**Given problem 1:** Reproduce word for word the lines of the listing starting at the line containing "Can you find the shadow" and ending at the line containing "pixel 18 152".

**Page text:**
++++++

Visions of Empire: How Five Imperial Regimes Shaped the World. Krishan Kumar.
Princeton University Press. 2017.
The history of empires, and of the states that founded them, formed the core of world history
from the nineteenth century onward. The field has thrived ever since. Decolonisation after World
War II, the Cold War and the rise of many new nationalisms, answered empire-centric histories
with nation-centred ones. Paradoxically, the unravelling of what was revealed to be a nakedly
imperial system in the Soviet Union renewed interest in empires. The apparent place of the
United States as the new world empire enabled many facile analogies. Delusions of empire had
clearly percolated to the George W. Bush White House too, where a senior official told Ron
Suskind in 2004, that empirical study was now obsolete:
‘We're an empire now, and when we act, we create our own reality. And while you're studying
that reality – judiciously, as you will – we'll act again, creating other new realities, which you
can study too, and that's how things will sort out. We're history's actors [...] and you, all of you,
will be left to just study what we do.’
This mentality arguably contributed to the US invasion of Iraq, which quickly bogged the
country down in a bloody and expensive quagmire.

++++++

**Given records:**

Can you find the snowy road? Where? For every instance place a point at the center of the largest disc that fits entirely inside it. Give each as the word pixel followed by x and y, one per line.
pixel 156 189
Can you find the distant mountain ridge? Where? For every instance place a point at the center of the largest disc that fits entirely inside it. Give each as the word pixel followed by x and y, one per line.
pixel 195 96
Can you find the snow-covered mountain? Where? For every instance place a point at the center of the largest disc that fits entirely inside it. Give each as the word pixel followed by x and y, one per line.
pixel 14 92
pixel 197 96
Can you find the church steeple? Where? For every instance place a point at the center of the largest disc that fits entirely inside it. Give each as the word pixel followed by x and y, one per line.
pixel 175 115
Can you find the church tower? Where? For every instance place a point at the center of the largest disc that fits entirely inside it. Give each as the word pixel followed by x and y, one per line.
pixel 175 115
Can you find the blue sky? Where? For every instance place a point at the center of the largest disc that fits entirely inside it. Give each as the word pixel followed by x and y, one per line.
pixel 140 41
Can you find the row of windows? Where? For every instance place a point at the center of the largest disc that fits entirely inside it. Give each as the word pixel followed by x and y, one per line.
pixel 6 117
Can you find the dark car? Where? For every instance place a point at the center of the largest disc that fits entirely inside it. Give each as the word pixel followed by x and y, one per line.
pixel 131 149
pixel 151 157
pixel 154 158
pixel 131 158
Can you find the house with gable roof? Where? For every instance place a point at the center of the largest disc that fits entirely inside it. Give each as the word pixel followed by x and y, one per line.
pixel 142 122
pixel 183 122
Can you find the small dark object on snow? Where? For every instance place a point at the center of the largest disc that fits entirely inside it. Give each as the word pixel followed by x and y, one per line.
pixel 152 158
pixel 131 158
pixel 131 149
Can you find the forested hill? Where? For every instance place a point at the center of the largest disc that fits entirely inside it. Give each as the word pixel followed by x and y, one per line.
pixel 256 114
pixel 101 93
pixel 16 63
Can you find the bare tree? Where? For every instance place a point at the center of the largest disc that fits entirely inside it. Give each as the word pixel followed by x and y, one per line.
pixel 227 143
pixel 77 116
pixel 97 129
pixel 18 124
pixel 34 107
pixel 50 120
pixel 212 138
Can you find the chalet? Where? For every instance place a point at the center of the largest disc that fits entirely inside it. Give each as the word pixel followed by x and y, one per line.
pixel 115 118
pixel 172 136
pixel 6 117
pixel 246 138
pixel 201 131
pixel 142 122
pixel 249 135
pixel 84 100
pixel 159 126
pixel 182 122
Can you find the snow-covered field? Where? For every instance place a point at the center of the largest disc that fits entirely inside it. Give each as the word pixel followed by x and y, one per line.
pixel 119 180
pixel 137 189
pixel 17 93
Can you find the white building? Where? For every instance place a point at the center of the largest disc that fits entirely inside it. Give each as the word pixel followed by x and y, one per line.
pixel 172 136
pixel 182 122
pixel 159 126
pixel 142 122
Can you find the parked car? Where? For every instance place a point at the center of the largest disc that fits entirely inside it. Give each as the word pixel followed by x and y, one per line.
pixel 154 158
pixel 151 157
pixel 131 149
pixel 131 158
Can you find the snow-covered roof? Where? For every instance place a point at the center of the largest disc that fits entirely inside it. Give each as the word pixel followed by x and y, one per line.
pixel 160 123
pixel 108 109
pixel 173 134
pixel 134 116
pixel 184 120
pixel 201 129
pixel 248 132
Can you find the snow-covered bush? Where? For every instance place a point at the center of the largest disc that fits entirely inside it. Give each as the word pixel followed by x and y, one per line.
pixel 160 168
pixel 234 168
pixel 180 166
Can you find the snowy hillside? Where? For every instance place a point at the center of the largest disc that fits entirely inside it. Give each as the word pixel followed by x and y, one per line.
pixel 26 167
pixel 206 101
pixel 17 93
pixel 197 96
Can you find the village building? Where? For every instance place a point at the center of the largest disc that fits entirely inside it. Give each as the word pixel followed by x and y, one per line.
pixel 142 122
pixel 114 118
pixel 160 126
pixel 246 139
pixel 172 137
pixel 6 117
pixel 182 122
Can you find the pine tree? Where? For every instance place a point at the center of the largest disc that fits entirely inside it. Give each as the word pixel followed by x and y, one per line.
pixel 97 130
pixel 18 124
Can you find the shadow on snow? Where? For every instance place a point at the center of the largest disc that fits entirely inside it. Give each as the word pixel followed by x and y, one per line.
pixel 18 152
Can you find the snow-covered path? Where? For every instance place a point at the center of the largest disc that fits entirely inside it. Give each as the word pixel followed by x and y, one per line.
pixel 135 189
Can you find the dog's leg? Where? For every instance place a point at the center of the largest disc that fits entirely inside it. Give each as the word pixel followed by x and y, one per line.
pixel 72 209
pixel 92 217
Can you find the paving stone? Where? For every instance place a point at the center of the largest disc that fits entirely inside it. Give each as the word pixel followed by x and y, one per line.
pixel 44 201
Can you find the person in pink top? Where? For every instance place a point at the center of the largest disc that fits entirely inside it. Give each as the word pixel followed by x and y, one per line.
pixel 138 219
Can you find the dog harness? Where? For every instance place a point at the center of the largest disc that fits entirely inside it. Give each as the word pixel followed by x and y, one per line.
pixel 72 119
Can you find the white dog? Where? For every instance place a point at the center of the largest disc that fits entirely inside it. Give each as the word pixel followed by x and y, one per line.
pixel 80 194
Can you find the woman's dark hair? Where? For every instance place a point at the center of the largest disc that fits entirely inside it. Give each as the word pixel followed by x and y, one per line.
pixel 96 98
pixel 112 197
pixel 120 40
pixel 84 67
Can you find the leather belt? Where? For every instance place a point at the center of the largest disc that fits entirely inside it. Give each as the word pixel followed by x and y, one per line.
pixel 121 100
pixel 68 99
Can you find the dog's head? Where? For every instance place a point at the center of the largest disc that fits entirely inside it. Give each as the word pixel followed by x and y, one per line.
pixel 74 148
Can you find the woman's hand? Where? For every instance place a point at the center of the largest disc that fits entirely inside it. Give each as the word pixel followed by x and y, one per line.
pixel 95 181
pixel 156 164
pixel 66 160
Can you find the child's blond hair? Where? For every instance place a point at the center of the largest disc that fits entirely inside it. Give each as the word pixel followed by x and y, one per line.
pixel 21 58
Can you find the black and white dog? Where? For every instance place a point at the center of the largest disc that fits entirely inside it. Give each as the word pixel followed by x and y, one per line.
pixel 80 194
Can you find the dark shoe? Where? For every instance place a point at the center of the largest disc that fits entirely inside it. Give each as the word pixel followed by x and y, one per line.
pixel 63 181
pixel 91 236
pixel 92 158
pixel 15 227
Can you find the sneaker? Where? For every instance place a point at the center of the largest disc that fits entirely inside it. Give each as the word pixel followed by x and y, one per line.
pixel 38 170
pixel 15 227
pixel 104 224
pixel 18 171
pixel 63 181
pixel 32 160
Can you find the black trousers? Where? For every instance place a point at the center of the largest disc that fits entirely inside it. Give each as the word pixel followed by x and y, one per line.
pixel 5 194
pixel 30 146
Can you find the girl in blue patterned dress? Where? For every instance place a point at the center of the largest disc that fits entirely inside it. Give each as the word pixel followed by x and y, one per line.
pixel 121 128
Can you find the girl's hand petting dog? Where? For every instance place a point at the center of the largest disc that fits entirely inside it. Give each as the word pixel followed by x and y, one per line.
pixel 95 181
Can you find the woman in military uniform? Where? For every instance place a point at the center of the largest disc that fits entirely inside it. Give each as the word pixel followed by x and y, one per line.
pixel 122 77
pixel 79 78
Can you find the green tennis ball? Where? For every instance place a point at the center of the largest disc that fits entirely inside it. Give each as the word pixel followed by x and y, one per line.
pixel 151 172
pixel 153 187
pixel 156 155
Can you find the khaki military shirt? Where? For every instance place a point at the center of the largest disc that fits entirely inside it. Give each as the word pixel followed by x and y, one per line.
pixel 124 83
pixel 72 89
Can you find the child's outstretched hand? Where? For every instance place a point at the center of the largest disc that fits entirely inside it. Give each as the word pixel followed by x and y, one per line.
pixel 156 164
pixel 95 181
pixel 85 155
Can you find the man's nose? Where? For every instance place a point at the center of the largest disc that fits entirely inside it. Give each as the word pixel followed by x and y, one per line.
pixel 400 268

++++++

**Given problem 2:** In the book review, in what year did a senior White House official tell Ron Suskind that empirical study was obsolete?

**Task response 1:**
Can you find the shadow on snow? Where? For every instance place a point at the center of the largest disc that fits entirely inside it. Give each as the word pixel followed by x and y, one per line.
pixel 18 152

**Task response 2:** 2004